In the midst of the pandemic last summer, there were a handful of Zoom-oriented TV reunions that were meant to offer levity from lockdown tedium. One of these reunions was for “30 Rock,” a workplace sitcom starring Tina Fey and Alec Baldwin. That show routinely took the piss out of NBC and General Electric, the corporation that owned the network at the time, but this reunion had none of that irreverence. Instead, it was little more than an hour-long advertisement for Peacock, NBC’s new video streaming service, and all the content it provides. This special was transparently cynical, a remarkable slice of anti-art that was tolerable only because Fey and the others seemed to get the joke. Free Guy is like that reunion special, except with no self-awareness and seeing it costs the price of a movie ticket. It is the most depressing movie in years.
Director Shawn Levy, along with screenwriters Zak Penn and Matt Lieberman, begin with a fundamental miscalculation. Their protagonist is Guy (Ryan Reynolds), a friendly bank teller who has no idea he is a non-player character (NPC) in an online video game. He somehow develops self-awareness, and strives to save Free City, the game where he lives. From get-go, Free Guy presents a suspension of disbelief problem. Guy is little more than a programming quirk, and the script barely gives him anything representing a personality. Reynolds tries his best – his performance as Pikachu had more humanity than this one – except nothing he does or says captures our imaginations. There are many action sequences, but since we know we are effectively watching a video game, there are absolutely zero stakes and they unfold like pointless chaos. Long stretches of the film are about as fun waiting for your turn on a PlayStation.
There is a “human” subplot where programmers bicker and squabble over what happens within Free City. Millie (Jodie Comer) is brilliant designer who believes her innovative indie game is hidden within Free City because it was stolen from Antoine (Taika Waititi), who owns the parent company. Antoine is the villain in Free Guy, and he is atrociously written, a grab bag of boring clichés and catch phrases that are somehow less human than Guy. Millie’s plight is insincere because Free Guy is a Disney film, and Levy includes multiple references to that media conglomerate’s most lucrative intellectual property. At one point, Guy fights off another NPC with weapons from the Marvel Cinematic Universe and Star Wars, with music from both franchises blaring in the background. Levy must recognize how tediously this unfolds, so he relies on pattern recognition at its laziest.
There is nothing remotely funny in Free Guy – I don’t think I laughed once – so it gave me plenty of time to think about why it its conceit is such a fundamental failure. After all, movies are an illusion, an agreed upon lie where the audience cares about people and situations that are not real. We have developed sympathy for talking animals, serial killers and royalty. How is this film about a NPC any different than the countless films we have seen over the years?
The answer is in the nature of video games. With few exceptions, they cannot achieve the status of “art” since they are interactive, endlessly repeatable, and constructed to be addictive. Like the rest of Free City, Guy is generic to a fault, and maybe this premise would work if he was stuck in a game that had some modicum of creativity. That would require ingenuity seemingly beyond their creators, so they attempt to add some exigence by having actual personalities from YouTube and Twitch comment on how the story is so exciting. Their running commentary is no substitute for characters worth a damn.
Aside from the themes to Star Wars and the MCU, there is an additional musical flourish in Free Guy that is more insidious. We hear a musical phrase during the romantic subplots, mainly involving Millie and her co-creator Keys (Joe Keery). It is not original music, and indeed Disney lifted the score from Paperman, an Oscar-winning animated short from several years ago. Paperman is everything Free Guy is not: in a matter of minutes, it uses movie magic to stir our imaginations and emotions. Either Levy or some anonymous Disney executive thought they could recreate what the short achieved, so they repurpose the music and effectively steal the climax, with Comer and Keery as stand-ins. Even audiences who are unfamiliar with Paperman will not be moved because Levy stages this sub-plot with less subtlety than a Hallmark card.
This subplot does work, however, as an unintentional irony: Keys and Millie bonded over something small and pure stolen by a corporate overlord, and Levy tries to make us care about them by effectively doing the exact same thing. It might be funny if it weren’t so insulting.

■ Your instructions ■
Write out the part of the Free Guy review starting with "This subplot does" and going on through "weren’t so insulting.", word for word. Draw only on the Free Guy review, with no outside knowledge.

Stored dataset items

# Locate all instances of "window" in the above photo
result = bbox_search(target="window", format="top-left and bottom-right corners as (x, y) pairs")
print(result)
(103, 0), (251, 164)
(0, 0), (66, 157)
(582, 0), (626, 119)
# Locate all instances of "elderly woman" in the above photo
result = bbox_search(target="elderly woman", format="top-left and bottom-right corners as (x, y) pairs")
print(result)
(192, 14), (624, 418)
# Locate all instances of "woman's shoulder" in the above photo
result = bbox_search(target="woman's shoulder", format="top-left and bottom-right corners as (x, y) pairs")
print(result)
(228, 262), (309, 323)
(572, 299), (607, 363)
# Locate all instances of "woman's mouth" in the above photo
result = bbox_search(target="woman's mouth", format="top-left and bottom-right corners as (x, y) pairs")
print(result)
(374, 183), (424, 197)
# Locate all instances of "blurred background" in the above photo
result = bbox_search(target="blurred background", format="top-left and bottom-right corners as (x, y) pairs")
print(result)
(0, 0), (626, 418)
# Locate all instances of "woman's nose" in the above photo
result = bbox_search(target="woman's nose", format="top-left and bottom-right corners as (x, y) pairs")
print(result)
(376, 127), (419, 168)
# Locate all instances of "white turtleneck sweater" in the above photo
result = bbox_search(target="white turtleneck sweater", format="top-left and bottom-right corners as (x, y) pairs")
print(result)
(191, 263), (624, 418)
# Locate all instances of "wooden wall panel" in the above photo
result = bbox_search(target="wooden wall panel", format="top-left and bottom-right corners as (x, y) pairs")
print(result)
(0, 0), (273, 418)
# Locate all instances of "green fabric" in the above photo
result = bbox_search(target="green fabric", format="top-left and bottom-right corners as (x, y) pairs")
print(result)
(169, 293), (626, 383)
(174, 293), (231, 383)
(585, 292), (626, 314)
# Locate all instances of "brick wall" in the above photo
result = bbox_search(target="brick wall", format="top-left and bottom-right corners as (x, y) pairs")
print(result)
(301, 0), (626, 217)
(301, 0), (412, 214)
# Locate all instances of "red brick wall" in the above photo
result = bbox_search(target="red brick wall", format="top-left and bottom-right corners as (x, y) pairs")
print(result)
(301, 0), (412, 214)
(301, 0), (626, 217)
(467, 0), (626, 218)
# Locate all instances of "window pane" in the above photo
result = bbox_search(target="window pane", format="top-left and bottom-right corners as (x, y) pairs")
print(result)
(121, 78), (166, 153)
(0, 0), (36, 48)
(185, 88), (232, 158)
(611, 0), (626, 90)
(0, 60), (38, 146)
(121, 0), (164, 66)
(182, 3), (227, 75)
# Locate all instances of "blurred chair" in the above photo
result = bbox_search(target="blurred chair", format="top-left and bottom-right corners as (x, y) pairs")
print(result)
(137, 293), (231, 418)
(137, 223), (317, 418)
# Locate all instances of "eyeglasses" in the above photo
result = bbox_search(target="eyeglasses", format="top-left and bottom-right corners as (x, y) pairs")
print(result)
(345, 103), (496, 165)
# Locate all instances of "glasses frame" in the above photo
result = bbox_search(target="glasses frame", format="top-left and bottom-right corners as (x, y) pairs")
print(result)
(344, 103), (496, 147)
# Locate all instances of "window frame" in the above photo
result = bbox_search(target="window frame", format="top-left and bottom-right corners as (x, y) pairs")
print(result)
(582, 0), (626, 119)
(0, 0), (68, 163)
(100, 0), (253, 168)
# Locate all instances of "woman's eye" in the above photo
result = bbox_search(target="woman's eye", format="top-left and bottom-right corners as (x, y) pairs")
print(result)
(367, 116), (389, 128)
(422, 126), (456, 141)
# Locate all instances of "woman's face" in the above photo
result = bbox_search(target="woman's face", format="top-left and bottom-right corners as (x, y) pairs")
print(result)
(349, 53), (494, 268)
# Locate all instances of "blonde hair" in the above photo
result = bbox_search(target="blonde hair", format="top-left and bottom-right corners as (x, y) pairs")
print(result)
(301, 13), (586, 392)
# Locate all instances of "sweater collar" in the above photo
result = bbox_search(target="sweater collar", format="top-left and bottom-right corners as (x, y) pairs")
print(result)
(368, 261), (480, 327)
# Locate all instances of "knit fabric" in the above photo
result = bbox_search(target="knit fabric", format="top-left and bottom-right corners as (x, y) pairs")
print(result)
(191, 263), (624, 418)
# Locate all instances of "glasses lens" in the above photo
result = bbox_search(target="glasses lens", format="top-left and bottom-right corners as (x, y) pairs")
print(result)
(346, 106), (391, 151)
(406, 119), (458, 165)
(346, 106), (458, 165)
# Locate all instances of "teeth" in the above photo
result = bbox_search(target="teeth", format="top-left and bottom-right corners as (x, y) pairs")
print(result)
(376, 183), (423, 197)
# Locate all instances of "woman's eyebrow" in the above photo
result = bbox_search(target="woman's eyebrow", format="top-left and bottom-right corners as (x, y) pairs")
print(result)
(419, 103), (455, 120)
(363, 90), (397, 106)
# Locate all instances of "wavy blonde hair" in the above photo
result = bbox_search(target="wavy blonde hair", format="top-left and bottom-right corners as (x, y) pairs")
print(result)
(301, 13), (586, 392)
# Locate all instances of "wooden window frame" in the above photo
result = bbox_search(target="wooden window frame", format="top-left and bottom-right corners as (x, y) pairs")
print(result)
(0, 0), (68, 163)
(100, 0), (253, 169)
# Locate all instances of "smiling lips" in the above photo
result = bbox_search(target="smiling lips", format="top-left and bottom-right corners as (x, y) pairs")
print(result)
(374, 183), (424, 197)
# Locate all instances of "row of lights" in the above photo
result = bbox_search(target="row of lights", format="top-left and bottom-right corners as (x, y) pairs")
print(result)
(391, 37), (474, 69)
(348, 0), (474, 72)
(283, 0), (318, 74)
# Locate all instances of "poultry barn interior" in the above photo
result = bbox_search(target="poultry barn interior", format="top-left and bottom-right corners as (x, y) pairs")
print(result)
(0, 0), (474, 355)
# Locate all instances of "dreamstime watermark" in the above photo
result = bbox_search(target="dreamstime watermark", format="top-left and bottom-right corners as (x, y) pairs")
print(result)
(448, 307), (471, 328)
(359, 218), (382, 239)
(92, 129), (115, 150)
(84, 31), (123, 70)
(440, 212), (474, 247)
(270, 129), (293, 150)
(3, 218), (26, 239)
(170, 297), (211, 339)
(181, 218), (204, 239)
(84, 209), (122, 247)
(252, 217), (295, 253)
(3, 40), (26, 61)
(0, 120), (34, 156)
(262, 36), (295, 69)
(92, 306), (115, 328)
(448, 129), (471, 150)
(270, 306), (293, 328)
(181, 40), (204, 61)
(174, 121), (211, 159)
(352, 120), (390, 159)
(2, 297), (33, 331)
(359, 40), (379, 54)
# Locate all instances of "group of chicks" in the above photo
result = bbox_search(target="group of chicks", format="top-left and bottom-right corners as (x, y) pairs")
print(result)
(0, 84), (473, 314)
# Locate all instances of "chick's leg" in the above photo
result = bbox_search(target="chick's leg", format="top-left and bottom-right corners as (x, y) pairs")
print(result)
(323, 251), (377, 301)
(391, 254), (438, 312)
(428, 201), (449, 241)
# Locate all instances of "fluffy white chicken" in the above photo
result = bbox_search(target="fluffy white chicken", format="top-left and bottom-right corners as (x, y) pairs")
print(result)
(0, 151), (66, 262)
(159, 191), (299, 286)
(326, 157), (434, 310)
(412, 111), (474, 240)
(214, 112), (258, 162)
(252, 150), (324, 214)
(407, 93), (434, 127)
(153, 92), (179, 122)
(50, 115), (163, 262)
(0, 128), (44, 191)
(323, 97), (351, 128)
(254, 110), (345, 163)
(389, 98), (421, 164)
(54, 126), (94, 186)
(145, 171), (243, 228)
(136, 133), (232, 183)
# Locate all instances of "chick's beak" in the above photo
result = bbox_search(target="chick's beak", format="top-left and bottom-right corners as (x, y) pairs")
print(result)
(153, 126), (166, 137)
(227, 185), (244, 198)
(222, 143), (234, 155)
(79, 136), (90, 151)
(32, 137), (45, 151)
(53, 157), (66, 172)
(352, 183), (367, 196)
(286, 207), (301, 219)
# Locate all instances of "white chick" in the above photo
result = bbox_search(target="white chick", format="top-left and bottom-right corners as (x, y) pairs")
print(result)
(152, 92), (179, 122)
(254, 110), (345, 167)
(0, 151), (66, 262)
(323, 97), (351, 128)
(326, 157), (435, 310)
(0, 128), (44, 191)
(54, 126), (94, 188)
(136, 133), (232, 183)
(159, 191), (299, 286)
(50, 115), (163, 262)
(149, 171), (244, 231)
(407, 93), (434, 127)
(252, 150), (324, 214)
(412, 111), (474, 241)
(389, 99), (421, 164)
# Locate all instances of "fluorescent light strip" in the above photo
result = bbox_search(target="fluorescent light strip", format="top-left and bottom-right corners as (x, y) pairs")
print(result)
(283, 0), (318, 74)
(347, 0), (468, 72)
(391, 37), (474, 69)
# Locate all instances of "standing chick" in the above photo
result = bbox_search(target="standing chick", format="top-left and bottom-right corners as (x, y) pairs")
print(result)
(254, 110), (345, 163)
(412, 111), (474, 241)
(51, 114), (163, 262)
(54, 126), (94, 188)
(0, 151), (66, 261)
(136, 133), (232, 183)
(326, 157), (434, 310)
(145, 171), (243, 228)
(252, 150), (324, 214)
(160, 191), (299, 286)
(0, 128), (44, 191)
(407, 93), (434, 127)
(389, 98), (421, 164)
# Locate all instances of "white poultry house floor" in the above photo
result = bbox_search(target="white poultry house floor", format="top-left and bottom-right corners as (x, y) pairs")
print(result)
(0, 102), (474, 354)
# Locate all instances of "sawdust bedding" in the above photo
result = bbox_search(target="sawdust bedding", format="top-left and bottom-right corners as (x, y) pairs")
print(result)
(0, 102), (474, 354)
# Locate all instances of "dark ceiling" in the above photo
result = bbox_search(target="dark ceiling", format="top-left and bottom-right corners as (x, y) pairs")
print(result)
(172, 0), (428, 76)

==

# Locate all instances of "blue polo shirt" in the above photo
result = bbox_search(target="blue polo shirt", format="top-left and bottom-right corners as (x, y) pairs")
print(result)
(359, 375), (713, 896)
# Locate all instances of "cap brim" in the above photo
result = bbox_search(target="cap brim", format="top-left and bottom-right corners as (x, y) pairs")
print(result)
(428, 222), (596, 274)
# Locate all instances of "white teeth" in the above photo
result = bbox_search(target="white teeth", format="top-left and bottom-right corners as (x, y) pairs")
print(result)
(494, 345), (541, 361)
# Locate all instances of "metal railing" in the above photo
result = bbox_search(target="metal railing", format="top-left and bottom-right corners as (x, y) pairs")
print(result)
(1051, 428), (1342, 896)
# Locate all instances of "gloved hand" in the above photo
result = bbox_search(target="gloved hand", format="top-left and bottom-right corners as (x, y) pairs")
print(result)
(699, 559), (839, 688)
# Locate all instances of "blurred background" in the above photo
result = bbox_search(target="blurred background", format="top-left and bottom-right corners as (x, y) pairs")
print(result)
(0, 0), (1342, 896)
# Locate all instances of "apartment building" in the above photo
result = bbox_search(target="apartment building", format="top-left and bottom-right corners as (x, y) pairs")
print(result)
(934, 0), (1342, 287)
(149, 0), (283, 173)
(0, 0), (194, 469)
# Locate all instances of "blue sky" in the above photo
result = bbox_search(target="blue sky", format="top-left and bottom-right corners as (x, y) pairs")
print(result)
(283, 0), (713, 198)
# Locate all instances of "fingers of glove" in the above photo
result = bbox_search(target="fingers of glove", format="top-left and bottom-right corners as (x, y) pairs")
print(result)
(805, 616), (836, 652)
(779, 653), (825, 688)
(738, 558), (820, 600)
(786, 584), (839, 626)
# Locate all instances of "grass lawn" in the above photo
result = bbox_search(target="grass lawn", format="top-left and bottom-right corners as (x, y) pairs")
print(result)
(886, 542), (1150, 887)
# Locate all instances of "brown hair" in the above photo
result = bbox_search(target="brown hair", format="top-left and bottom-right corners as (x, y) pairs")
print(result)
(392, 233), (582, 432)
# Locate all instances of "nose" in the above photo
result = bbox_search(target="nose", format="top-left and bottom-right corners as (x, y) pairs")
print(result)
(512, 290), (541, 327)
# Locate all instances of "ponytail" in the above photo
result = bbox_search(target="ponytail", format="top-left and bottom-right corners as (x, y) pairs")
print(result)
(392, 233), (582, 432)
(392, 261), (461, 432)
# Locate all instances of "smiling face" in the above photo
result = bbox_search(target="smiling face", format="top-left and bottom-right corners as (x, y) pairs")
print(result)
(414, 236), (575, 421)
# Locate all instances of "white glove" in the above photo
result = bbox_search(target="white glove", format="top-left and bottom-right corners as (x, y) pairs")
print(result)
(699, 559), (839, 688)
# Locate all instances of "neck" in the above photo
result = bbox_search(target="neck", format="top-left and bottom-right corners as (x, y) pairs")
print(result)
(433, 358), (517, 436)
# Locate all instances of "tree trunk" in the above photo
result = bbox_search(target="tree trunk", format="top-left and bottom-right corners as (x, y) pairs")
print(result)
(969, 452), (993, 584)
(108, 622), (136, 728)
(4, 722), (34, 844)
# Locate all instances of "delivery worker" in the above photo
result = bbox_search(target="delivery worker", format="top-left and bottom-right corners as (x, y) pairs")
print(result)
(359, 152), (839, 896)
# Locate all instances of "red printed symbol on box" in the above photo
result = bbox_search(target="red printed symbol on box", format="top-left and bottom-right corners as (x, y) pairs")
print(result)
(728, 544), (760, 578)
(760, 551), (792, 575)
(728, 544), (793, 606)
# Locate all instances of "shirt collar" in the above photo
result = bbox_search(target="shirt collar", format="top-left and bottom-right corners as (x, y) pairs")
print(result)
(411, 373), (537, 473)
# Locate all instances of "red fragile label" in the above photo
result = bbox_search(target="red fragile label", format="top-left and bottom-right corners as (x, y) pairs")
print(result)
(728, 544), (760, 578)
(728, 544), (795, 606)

■ Task result ■
This subplot does work, however, as an unintentional irony: Keys and Millie bonded over something small and pure stolen by a corporate overlord, and Levy tries to make us care about them by effectively doing the exact same thing. It might be funny if it weren’t so insulting.